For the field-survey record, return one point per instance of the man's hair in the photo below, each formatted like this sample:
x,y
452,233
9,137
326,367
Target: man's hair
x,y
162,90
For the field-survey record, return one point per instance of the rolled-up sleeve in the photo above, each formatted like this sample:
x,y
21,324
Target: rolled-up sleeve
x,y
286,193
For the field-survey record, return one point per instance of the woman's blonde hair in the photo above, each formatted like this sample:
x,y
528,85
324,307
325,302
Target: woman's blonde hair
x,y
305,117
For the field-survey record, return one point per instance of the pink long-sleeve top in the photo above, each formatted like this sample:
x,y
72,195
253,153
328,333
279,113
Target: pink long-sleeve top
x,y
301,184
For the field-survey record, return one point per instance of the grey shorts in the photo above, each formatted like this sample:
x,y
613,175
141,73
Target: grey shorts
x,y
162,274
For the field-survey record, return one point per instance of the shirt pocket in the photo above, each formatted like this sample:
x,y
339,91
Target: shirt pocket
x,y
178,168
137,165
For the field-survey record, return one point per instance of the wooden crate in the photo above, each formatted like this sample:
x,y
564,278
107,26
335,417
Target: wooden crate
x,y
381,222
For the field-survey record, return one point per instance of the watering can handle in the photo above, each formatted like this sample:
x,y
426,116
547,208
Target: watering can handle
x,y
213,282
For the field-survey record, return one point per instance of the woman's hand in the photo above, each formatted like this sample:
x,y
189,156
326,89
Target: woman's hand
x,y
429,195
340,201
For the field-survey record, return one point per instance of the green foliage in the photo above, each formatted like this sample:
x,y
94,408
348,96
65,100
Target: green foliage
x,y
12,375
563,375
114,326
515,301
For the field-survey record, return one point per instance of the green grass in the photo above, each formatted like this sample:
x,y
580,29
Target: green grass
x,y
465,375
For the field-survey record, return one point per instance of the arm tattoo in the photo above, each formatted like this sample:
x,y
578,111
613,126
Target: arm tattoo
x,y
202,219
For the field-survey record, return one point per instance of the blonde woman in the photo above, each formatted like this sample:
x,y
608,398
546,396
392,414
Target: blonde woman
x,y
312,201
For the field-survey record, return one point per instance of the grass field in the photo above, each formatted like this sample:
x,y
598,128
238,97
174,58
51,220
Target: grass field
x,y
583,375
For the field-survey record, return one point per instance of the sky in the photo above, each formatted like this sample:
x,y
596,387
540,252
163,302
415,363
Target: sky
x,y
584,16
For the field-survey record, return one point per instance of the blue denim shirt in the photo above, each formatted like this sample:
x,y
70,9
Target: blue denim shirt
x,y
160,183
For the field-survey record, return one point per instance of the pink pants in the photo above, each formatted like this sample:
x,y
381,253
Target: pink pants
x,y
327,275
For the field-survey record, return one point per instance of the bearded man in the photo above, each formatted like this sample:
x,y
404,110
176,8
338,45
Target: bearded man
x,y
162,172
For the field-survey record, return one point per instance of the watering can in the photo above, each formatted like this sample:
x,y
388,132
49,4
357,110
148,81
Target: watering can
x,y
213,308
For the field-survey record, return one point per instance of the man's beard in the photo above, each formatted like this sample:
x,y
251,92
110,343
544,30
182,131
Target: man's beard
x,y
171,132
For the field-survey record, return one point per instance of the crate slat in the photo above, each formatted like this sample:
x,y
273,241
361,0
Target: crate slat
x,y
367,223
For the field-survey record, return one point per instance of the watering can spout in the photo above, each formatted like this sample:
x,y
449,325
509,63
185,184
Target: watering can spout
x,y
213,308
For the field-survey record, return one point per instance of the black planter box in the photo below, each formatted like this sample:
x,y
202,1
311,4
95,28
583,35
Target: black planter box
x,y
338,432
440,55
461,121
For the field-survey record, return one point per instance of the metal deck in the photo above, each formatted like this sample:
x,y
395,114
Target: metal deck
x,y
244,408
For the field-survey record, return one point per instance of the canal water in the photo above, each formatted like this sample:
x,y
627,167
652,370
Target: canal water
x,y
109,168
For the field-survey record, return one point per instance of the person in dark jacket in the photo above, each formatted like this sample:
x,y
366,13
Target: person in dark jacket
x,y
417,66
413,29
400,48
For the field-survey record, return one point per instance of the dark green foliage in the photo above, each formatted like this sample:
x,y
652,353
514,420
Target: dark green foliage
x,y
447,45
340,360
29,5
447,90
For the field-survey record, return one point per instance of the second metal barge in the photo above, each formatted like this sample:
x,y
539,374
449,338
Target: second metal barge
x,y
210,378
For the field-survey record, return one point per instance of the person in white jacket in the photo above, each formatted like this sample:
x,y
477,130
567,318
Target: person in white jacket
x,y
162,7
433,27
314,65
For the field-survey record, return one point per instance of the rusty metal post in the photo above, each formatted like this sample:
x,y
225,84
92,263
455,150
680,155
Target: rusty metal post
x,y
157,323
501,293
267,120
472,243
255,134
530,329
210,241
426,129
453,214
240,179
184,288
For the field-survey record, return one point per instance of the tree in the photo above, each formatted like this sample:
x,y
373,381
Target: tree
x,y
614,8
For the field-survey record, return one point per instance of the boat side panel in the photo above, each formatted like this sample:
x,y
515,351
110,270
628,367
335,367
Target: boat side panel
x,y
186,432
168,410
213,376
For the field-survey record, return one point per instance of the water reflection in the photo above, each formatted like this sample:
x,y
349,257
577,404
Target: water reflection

### YOUR INSTRUCTIONS:
Copy out all lines from the material above that contain the string "below".

### YOUR SOLUTION:
For the field-survey record, return one point per instance of the man's hair in the photo below, each formatted like this sample:
For the field-survey record, return one point per instance of the black planter box in the photo below, each formatted like this sample:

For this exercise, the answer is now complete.